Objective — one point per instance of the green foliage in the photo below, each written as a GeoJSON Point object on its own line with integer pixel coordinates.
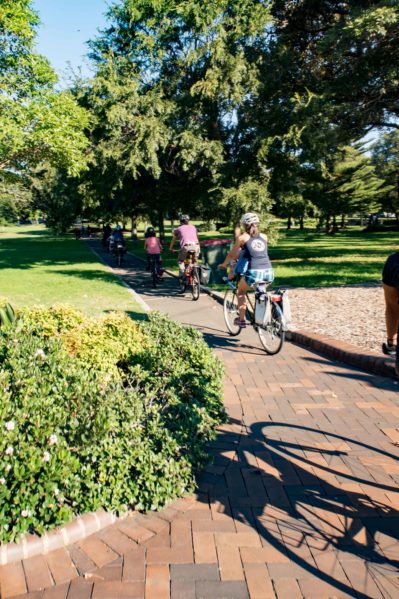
{"type": "Point", "coordinates": [349, 184]}
{"type": "Point", "coordinates": [7, 315]}
{"type": "Point", "coordinates": [76, 436]}
{"type": "Point", "coordinates": [15, 198]}
{"type": "Point", "coordinates": [38, 123]}
{"type": "Point", "coordinates": [385, 157]}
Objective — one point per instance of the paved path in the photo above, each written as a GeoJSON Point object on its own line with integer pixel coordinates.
{"type": "Point", "coordinates": [301, 501]}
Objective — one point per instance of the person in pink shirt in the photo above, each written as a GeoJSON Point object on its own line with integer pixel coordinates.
{"type": "Point", "coordinates": [153, 247]}
{"type": "Point", "coordinates": [188, 239]}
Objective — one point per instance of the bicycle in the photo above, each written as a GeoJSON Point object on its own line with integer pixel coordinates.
{"type": "Point", "coordinates": [264, 314]}
{"type": "Point", "coordinates": [154, 264]}
{"type": "Point", "coordinates": [191, 276]}
{"type": "Point", "coordinates": [118, 249]}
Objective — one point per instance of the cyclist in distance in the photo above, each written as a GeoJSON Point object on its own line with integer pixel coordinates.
{"type": "Point", "coordinates": [188, 239]}
{"type": "Point", "coordinates": [254, 265]}
{"type": "Point", "coordinates": [390, 283]}
{"type": "Point", "coordinates": [153, 248]}
{"type": "Point", "coordinates": [116, 237]}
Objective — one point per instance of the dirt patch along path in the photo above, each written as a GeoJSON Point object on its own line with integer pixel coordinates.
{"type": "Point", "coordinates": [354, 314]}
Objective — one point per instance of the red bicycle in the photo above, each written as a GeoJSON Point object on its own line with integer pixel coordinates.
{"type": "Point", "coordinates": [191, 276]}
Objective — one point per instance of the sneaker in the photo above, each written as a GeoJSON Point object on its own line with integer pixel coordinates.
{"type": "Point", "coordinates": [389, 350]}
{"type": "Point", "coordinates": [241, 323]}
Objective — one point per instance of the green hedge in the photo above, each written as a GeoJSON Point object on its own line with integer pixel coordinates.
{"type": "Point", "coordinates": [100, 413]}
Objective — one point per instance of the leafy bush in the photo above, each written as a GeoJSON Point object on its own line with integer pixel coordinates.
{"type": "Point", "coordinates": [101, 412]}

**WRITTEN TASK**: Put every line of the records above into a numbered list, skipping blank lines and leaving out the pictures.

**RESULT**:
1. Objective — one point per instance of the green foliage in the photo below, each written as a GeoJSON Point object on its own line with integer pixel coordinates.
2. {"type": "Point", "coordinates": [349, 184]}
3. {"type": "Point", "coordinates": [7, 315]}
4. {"type": "Point", "coordinates": [76, 436]}
5. {"type": "Point", "coordinates": [15, 198]}
6. {"type": "Point", "coordinates": [38, 123]}
7. {"type": "Point", "coordinates": [385, 157]}
8. Objective — one point per instance of the paved path in the photo above, each written as a GeoJSON Point object on its own line with integer pixel coordinates.
9. {"type": "Point", "coordinates": [301, 501]}
10. Objective — one point per instance of the person in pink shirt in the photo above, each written as a GeoJSON Point object on its own line with integer pixel coordinates.
11. {"type": "Point", "coordinates": [153, 247]}
12. {"type": "Point", "coordinates": [188, 239]}
13. Objective — one point per instance of the bicycle in the photo above, each written as a GeoJSON Point object on its own line with integer pixel coordinates.
14. {"type": "Point", "coordinates": [264, 314]}
15. {"type": "Point", "coordinates": [154, 264]}
16. {"type": "Point", "coordinates": [191, 276]}
17. {"type": "Point", "coordinates": [118, 249]}
18. Objective — one point per instance of the cyclist in distance in the photo above, each written as a GeoJSON Point object on its own line with integer pixel coordinates.
19. {"type": "Point", "coordinates": [188, 239]}
20. {"type": "Point", "coordinates": [254, 265]}
21. {"type": "Point", "coordinates": [390, 283]}
22. {"type": "Point", "coordinates": [153, 248]}
23. {"type": "Point", "coordinates": [116, 237]}
24. Objective — one point per instance of the dirt patch along path in the photo above, each written as a GeoJSON Point object on its own line with integer pixel coordinates.
25. {"type": "Point", "coordinates": [354, 314]}
26. Objective — one point per instance of the red bicycle in the photo above, each written as a GeoJSON Point object on its own line with integer pixel coordinates.
27. {"type": "Point", "coordinates": [191, 276]}
28. Objective — one point per instance of the sneaker in the photo above, each written as a GeoJSON Point object on its own line with integer pixel coordinates.
29. {"type": "Point", "coordinates": [389, 350]}
30. {"type": "Point", "coordinates": [241, 323]}
31. Objective — one point per instance of the green hedge in the photo above, each written as a GeoJSON Point object on its own line with integer pixel coordinates.
32. {"type": "Point", "coordinates": [100, 413]}
33. Objective — one point per instance of the leafy bush in the photo above, each written as a GeoJSON Point object on its own line with integer pixel coordinates.
34. {"type": "Point", "coordinates": [101, 412]}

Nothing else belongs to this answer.